▶ _GIVEN TASK_: Write out every line again, from the start of the data down to the line containing "(1091, 286)", shifting each answer coordinate by adding 44 to both numbers. Omit the picture markers.

▶ _Object point labels_:
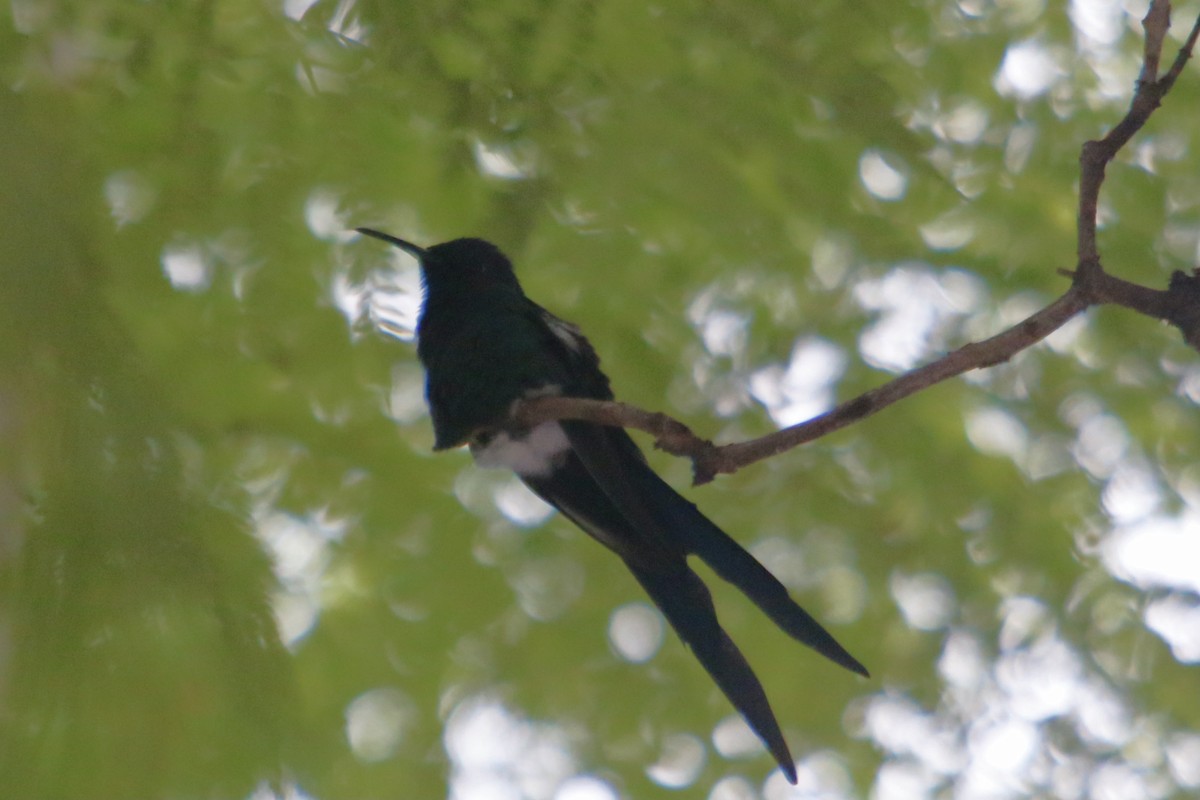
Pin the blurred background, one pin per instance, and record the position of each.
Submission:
(231, 565)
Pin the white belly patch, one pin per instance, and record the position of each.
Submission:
(535, 453)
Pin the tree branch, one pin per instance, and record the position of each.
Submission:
(1179, 305)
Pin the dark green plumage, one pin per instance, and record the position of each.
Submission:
(485, 346)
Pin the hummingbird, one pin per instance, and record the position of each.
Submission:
(485, 347)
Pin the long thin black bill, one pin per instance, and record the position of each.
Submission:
(407, 246)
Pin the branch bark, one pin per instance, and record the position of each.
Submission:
(1091, 286)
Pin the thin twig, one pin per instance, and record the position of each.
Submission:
(1180, 305)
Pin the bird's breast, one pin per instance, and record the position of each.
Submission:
(532, 453)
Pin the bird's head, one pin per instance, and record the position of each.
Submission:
(456, 264)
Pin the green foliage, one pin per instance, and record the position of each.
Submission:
(229, 561)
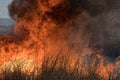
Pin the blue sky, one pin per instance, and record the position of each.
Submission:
(4, 9)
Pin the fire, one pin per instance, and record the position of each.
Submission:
(42, 27)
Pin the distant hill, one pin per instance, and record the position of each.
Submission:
(6, 26)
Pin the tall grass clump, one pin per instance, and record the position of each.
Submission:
(56, 67)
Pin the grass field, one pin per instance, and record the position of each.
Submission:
(55, 68)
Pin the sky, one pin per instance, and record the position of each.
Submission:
(4, 9)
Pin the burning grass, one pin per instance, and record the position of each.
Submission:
(56, 67)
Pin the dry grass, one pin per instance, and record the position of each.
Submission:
(54, 68)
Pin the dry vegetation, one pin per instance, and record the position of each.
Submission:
(54, 68)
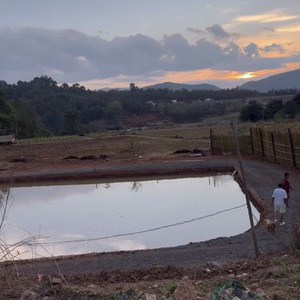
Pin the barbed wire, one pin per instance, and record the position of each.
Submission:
(140, 231)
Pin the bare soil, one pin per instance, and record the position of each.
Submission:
(133, 274)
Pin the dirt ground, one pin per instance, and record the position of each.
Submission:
(153, 274)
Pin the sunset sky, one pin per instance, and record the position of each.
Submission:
(111, 43)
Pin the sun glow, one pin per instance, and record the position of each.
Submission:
(247, 75)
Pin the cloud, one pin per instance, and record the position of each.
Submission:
(71, 56)
(218, 32)
(196, 30)
(291, 28)
(273, 48)
(269, 17)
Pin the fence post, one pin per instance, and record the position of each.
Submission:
(245, 189)
(273, 146)
(211, 142)
(262, 143)
(251, 141)
(292, 148)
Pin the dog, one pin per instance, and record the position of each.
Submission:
(270, 225)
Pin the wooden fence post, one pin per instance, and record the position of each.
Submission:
(273, 146)
(292, 148)
(251, 141)
(262, 143)
(211, 142)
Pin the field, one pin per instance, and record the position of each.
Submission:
(274, 276)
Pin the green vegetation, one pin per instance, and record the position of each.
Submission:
(275, 109)
(43, 108)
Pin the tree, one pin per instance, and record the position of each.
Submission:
(71, 122)
(272, 108)
(252, 112)
(133, 87)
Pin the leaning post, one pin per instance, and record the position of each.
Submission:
(245, 189)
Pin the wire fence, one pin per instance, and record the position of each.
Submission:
(280, 146)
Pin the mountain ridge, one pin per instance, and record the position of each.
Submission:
(281, 81)
(180, 86)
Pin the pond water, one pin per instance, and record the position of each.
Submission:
(101, 217)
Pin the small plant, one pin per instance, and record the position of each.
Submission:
(279, 261)
(295, 237)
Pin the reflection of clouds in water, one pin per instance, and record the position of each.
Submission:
(98, 210)
(25, 195)
(125, 245)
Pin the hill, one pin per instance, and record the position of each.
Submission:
(180, 86)
(282, 81)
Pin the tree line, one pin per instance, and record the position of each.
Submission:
(41, 107)
(275, 109)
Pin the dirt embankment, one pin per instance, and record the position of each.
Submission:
(203, 261)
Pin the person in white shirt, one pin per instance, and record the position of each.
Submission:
(279, 201)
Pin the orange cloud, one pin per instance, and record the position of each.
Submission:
(273, 16)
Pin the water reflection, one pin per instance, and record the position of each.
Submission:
(71, 219)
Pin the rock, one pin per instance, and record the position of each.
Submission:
(185, 290)
(150, 297)
(28, 295)
(56, 280)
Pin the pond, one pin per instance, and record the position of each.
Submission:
(100, 217)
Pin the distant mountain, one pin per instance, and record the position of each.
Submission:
(179, 86)
(287, 80)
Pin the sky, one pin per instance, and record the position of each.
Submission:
(112, 43)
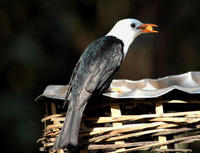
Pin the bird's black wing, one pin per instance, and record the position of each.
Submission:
(93, 73)
(97, 66)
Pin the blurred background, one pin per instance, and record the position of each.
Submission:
(41, 41)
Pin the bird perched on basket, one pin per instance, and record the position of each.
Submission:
(94, 72)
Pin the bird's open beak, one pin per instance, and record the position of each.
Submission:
(147, 28)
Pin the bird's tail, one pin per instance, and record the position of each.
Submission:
(68, 136)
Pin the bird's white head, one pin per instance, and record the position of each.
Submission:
(128, 29)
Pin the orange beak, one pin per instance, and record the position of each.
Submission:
(148, 28)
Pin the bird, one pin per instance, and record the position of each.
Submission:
(94, 73)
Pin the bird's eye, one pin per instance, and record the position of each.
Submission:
(133, 25)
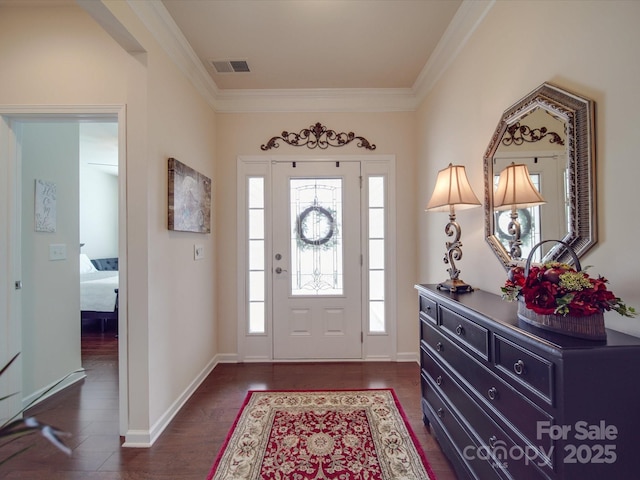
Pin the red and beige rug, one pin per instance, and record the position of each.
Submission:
(321, 435)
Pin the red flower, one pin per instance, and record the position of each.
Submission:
(557, 288)
(541, 297)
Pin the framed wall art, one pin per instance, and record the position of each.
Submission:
(189, 199)
(45, 206)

▶ _THE ANSWER_:
Pin the blurred background, one pin per instance, and record the position of each.
Submission:
(275, 609)
Pin the white belly patch, one pin per instance, and record the position of each.
Submission:
(579, 497)
Pin the tree branch, one pin per instance, and record the position of each.
Submission:
(1223, 349)
Pin the dark green plumage, one pin per instance, and record the position of each.
Submission:
(529, 390)
Pin the hummingbird, one pin per instance, and record the position of each.
Submission:
(529, 391)
Pin the long thin black bill, one pin per instance, and record the position of each.
Submission:
(451, 290)
Pin the branch bark, one pin per instance, and record the position of each.
Submission:
(1135, 330)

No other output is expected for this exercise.